== TASK DATA

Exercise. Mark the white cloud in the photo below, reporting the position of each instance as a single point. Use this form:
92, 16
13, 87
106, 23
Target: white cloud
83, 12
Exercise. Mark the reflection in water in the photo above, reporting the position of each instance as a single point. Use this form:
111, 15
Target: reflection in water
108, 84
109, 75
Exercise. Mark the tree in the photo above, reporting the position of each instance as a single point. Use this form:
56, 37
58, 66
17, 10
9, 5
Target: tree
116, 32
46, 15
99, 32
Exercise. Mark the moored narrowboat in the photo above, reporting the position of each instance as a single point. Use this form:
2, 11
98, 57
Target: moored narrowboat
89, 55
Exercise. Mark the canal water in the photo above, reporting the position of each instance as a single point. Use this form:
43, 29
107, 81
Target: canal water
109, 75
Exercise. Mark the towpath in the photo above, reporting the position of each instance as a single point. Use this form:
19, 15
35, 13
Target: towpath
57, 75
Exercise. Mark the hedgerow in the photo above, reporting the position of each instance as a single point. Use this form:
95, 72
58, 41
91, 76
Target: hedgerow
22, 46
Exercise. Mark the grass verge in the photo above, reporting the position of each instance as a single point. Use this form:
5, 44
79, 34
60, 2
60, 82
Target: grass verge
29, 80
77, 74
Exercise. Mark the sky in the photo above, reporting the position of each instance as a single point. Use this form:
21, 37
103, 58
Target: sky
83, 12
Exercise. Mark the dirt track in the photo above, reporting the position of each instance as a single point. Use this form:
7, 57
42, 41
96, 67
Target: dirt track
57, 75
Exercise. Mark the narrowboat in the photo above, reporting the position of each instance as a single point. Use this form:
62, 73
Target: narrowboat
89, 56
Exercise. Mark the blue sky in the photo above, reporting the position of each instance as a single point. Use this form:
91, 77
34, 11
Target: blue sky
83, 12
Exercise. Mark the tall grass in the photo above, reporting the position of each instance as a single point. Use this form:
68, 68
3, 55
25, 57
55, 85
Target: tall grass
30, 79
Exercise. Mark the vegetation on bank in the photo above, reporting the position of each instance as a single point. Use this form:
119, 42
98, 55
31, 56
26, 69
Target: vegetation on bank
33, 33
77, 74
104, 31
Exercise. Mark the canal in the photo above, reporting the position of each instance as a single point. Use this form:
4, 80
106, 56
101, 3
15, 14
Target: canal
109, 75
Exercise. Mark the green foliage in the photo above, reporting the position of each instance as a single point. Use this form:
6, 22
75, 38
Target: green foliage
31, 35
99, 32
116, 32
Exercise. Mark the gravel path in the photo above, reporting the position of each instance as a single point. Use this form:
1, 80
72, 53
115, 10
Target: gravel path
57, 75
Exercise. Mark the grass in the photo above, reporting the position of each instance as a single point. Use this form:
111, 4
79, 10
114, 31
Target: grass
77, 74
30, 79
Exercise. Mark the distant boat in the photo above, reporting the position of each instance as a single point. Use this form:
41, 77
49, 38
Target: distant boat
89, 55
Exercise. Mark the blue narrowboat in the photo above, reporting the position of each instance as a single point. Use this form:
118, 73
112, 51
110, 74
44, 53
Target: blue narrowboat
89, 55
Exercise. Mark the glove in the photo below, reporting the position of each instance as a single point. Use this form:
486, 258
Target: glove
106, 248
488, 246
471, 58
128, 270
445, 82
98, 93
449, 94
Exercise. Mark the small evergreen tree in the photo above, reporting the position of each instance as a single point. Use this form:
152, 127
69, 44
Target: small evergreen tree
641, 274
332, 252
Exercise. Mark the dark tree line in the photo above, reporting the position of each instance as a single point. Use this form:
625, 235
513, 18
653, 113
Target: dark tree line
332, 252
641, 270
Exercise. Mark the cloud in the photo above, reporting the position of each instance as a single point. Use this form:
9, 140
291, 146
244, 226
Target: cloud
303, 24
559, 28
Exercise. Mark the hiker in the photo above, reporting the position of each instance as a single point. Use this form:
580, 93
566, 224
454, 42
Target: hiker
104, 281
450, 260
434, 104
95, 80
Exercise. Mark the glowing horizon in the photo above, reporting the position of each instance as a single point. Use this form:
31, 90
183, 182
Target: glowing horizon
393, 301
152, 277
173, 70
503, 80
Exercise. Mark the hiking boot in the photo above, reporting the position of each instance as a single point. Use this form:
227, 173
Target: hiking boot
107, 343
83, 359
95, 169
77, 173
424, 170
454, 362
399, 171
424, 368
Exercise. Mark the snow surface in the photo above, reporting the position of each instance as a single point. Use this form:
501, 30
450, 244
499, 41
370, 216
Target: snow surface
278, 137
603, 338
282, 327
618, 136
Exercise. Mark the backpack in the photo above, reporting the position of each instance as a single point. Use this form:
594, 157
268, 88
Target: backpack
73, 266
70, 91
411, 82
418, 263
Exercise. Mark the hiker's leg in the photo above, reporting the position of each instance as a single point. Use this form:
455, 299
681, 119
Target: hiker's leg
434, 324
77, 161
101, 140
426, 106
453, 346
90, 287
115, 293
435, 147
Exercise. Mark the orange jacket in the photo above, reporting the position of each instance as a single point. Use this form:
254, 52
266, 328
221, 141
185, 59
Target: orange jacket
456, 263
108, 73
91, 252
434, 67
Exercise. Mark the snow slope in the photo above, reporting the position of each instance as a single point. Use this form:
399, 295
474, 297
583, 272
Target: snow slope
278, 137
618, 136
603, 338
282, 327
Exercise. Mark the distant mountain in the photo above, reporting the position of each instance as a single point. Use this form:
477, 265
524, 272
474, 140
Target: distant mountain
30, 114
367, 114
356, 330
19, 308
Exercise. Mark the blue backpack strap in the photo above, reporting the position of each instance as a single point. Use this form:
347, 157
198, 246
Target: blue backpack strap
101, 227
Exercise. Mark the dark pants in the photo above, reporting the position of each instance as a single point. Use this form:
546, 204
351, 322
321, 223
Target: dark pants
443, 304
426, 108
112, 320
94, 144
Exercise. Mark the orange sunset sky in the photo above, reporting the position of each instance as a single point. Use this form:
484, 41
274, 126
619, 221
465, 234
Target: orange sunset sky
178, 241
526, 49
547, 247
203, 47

====

I would like you to return every entry exactly, with nothing changed.

Exercise. Mark the white cloud in the photo below, reporting the position of each instance as a single point. Use this form:
92, 16
13, 87
106, 23
Target: white cloud
83, 12
Exercise. Mark the reflection in water in the photo above, reporting the position of each instance as a single point. Use this form:
111, 15
Target: reflection in water
108, 84
109, 75
Exercise. Mark the tree in the photo above, reporting the position of each instance as a single point. Use this form:
56, 37
58, 66
17, 10
9, 5
Target: tree
116, 32
46, 15
99, 32
Exercise. Mark the moored narrowboat in the photo above, reporting the position of each instance as a single point. Use this form:
2, 11
98, 57
Target: moored narrowboat
89, 55
Exercise. Mark the canal water in the photo above, reporting the position of each instance as a single point. Use this form:
43, 29
107, 81
Target: canal water
109, 75
Exercise. Mark the towpath in the photo above, reporting the position of each instance as a single point. Use this form:
19, 15
35, 13
Target: towpath
57, 75
Exercise. Mark the hedgerow in the photo above, reporting the position of each instance as a single point. Use this form:
95, 72
58, 41
91, 76
Target: hedgerow
22, 46
Exercise. Mark the grass verge in the photo above, reporting the position of each instance as a single point. Use this form:
5, 44
79, 34
60, 2
60, 82
Target: grass verge
29, 80
77, 74
Exercise. Mark the sky in the photo above, reporting the position of each instance as a single point. Use this form:
21, 37
103, 58
Target: sky
83, 12
Exercise. Mark the dirt track in the photo above, reporting the position of each instance as a single point. Use this form:
7, 57
42, 41
96, 67
Target: dirt track
57, 75
Exercise. Mark the narrowboat in the photo above, reporting the position of each instance as a single point. Use this form:
62, 73
Target: narrowboat
89, 56
Exercise. Mark the blue sky in the photo above, reporting the position of each instance as a single point. Use this form:
91, 77
34, 11
Target: blue sky
83, 12
Exercise. Mark the tall grass in the photo above, reporting the position of each instance as a single point. Use this form:
68, 68
3, 55
25, 57
55, 85
Target: tall grass
30, 79
Exercise. Mark the vegetation on bank in the photo above, reporting the position of each instance as a single point. Use this form:
119, 42
98, 55
31, 56
26, 69
Target: vegetation on bank
33, 33
77, 74
104, 31
Exercise. Mark the canal in the photo above, reporting the position of each instance as a single point. Use this form:
4, 80
106, 56
101, 3
15, 14
Target: canal
109, 75
Exercise. Mark the green foliage in the photo above, reporting the position of each instance as a single point. Use this form:
6, 22
75, 38
Target: green foliage
31, 35
99, 32
116, 32
Exercise. Mark the gravel path in the photo above, reporting the position of each instance as a single point. Use this form:
1, 80
72, 53
115, 10
Target: gravel path
57, 75
Exercise. Mark the grass in the photo above, reporting the position of each instance as a single point. Use this form:
111, 4
79, 10
114, 31
Target: grass
77, 74
30, 79
Exercise. Mark the distant boat in the photo above, reporting the position of each instance as a single point. Use this form:
41, 77
49, 38
Target: distant boat
89, 55
Exercise. Mark the blue narrowboat in the photo above, reporting the position of each instance as a single point. Use this form:
118, 73
112, 51
110, 74
44, 53
Target: blue narrowboat
89, 55
Exercise. Mark the glove in the photo below, reporting the position of each instance as a single point. Use this form:
486, 258
Target: glove
106, 248
488, 246
471, 58
128, 270
445, 82
98, 93
449, 94
Exercise. Mark the small evergreen tree in the photo above, reporting the position of each instance as a single point. Use this form:
152, 127
69, 44
Target: small evergreen tree
641, 274
332, 252
Exercise. Mark the dark tree line in the photo above, reporting the position of each instance as a single point. Use this form:
625, 235
513, 18
653, 113
Target: dark tree line
332, 252
641, 270
Exercise. Mark the cloud in the photo above, reporting the position of each instance as a single point. Use this form:
9, 140
291, 146
244, 226
Target: cloud
303, 24
559, 28
Exercise. Mark the hiker in the photo above, reporting the position of each instance as a single point. Use this form:
580, 93
566, 224
454, 42
Target: hiker
104, 281
450, 260
434, 104
95, 80
Exercise. Mark the glowing horizon in the photo above, reporting the position of each instance as a single point. Use this form:
31, 90
183, 182
Target: glowing horizon
393, 301
152, 277
173, 70
503, 80
Exercise. Mark the hiking boot in the photo above, reporting the position of each instance as a single point. Use this form:
227, 173
Target: hiking boot
107, 343
83, 359
95, 169
77, 173
424, 170
454, 362
399, 171
424, 368
Exercise. Mark the snow surface in the photo above, reporting the position of each instance as a single point. Use this form:
501, 30
450, 244
499, 41
370, 216
Target: snow surface
278, 137
603, 338
282, 327
618, 136
Exercise. Mark the backpack in the photo above, reporting the position of each instance as a single point. Use this form:
594, 157
268, 88
Target: backpack
73, 266
70, 91
411, 82
418, 263
Exercise. Mark the hiker's leg in the photo above, reporting the position of each instance as a single point. Use this form:
455, 299
681, 119
Target: hiker's leg
434, 324
77, 161
101, 140
426, 106
453, 346
90, 287
115, 293
435, 147
Exercise. Mark the orange jacket in the photo above, reporting the position of each instance as a single point. Use this form:
254, 52
266, 328
221, 141
185, 59
Target: orange jacket
456, 263
108, 73
91, 252
434, 67
Exercise. Mark the snow slope in the photo above, reporting the position of each instance as a single point. Use this form:
399, 295
474, 297
583, 272
Target: snow slope
278, 137
618, 136
603, 338
282, 327
Exercise. Mark the distant mountain in the photo above, reporting the position of each instance as a single point. Use this form:
477, 265
524, 272
474, 140
Target: distant mountain
30, 114
367, 114
356, 330
19, 308
Exercise. Mark the blue backpack strap in the photo above, reporting the position of each instance as a single point. Use this form:
347, 157
198, 246
Target: blue backpack strap
101, 227
Exercise. Mark the dark pants in the photo above, reporting the position of each instance as a single point. Use this form:
546, 204
351, 322
321, 223
Target: dark pants
443, 304
426, 108
112, 320
94, 144
Exercise. Mark the orange sunset sky in the photo above, reporting the position of each instance as a single point. Use this form:
484, 41
274, 126
619, 221
465, 234
Target: orange sunset sky
178, 241
526, 49
547, 247
203, 47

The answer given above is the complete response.